Document text:
# # # # # # #
Question 6: Write an essay on political economy of Nigeria in the Neo-liberal era.

The overall purpose of development is to promote social progress. In the specific case of Africa, it is to reduce poverty, unemployment, diseases, and other social ills. These problems are closely linked to human development dilemmas which ultimately limit people’s ability to live a long and healthy life. As such, it is the provision of basic social needs of life such as food, housing, clothing, healthcare, education, infrastructure and the capacity of persons to access them that invariably determine the level of development in various societies. It is these views, therefore, that provide the groundwork for evaluating how a government socioeconomic policy has met these objectives. Nigeria since the early 1980s has been experiencing socioeconomic crises which have manifested in persistent internal and external macroeconomic imbalances (Sanusi, 1986:52). The internal disequilibrium became evident following the drop in world market price for crude oil that created an instant revenue shortfall for the state which immediately triggered off a major crisis in the economy (Olukoshi, 1991b:30-31). Arising from the external front is the structural imbalance associated with the modes of production (allowing the dominance of foreign capital) upon which the Nigerian economy was organized from colonial times, thus making the country a producer and exporter of primary products (see Onyeonoru, 2005:93; Umoren, 2001:30). This process has not only affected the social structure of the nation, but also the social relations of production which have consistently exposed the weakened state of the domestic economy and the country’s development (Olukoshi, 1993:4-5).
# # # # # # #
Dataset extract:
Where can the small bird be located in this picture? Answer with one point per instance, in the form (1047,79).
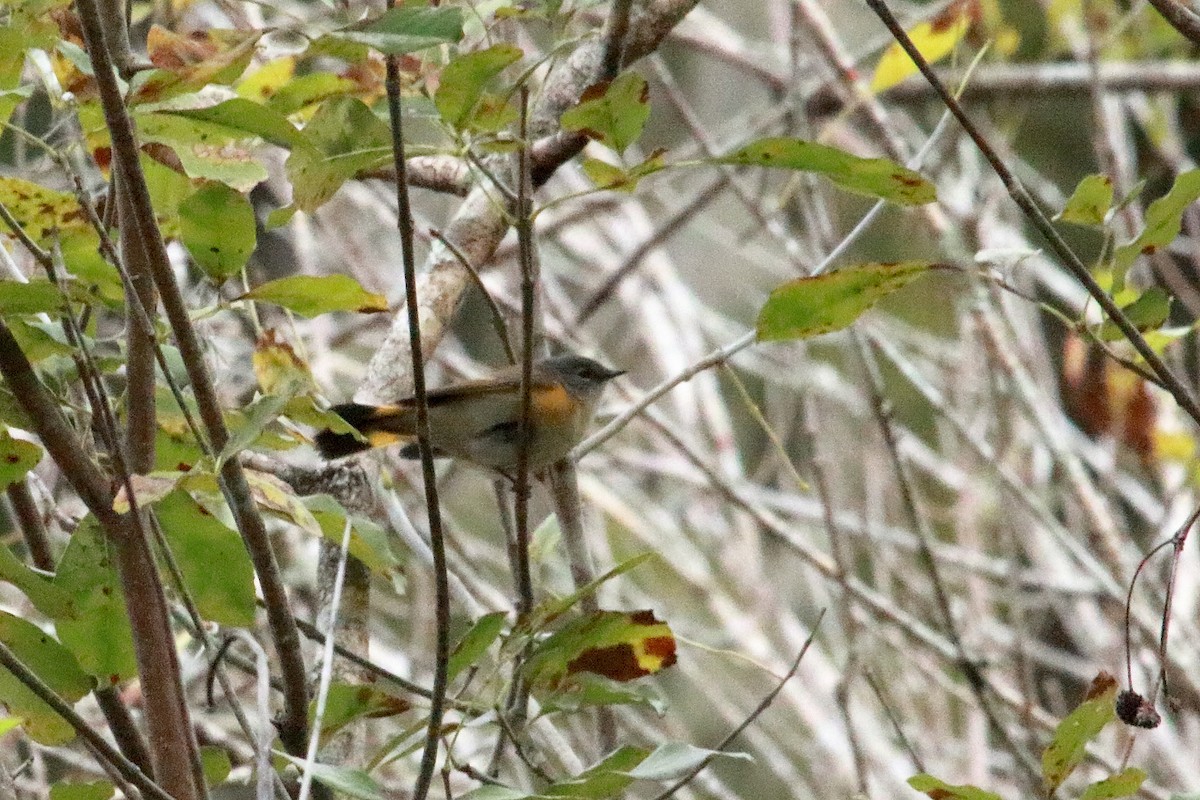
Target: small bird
(479,421)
# # # # # # #
Brief: Please quote the entire passage on Nigeria's political economy word for word. The lines above are separate from the passage on Nigeria's political economy.

Result of this exercise:
Question 6: Write an essay on political economy of Nigeria in the Neo-liberal era.

The overall purpose of development is to promote social progress. In the specific case of Africa, it is to reduce poverty, unemployment, diseases, and other social ills. These problems are closely linked to human development dilemmas which ultimately limit people’s ability to live a long and healthy life. As such, it is the provision of basic social needs of life such as food, housing, clothing, healthcare, education, infrastructure and the capacity of persons to access them that invariably determine the level of development in various societies. It is these views, therefore, that provide the groundwork for evaluating how a government socioeconomic policy has met these objectives. Nigeria since the early 1980s has been experiencing socioeconomic crises which have manifested in persistent internal and external macroeconomic imbalances (Sanusi, 1986:52). The internal disequilibrium became evident following the drop in world market price for crude oil that created an instant revenue shortfall for the state which immediately triggered off a major crisis in the economy (Olukoshi, 1991b:30-31). Arising from the external front is the structural imbalance associated with the modes of production (allowing the dominance of foreign capital) upon which the Nigerian economy was organized from colonial times, thus making the country a producer and exporter of primary products (see Onyeonoru, 2005:93; Umoren, 2001:30). This process has not only affected the social structure of the nation, but also the social relations of production which have consistently exposed the weakened state of the domestic economy and the country’s development (Olukoshi, 1993:4-5).